Given problem ▸ Copy the material below word for word, from the line containing "For every instance of the red" through the end of the material, including that first line.

Records for the exercise ▸
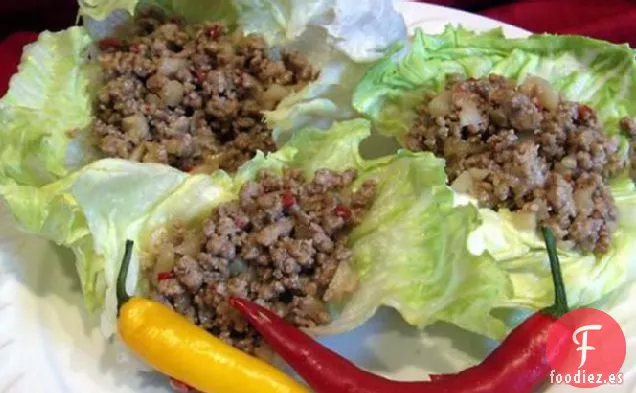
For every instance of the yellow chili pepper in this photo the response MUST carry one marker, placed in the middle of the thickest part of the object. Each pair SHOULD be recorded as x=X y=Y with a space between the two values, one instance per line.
x=174 y=346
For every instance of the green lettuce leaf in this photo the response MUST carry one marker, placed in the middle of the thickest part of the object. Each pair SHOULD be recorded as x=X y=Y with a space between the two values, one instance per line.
x=594 y=72
x=591 y=71
x=46 y=101
x=409 y=252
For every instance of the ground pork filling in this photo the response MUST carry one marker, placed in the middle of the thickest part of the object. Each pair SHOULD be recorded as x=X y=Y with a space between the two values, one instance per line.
x=628 y=125
x=279 y=245
x=190 y=96
x=525 y=149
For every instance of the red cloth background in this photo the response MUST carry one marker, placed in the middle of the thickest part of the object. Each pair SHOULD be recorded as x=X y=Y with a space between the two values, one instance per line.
x=612 y=20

Written answer ▸
For every instance of the red cloth background in this photo the response MUST carry one marker, placed in the middle of the thickest part of the object. Each pair SHOULD be recorded as x=X y=Y with a space between the two values, one instance per line.
x=612 y=20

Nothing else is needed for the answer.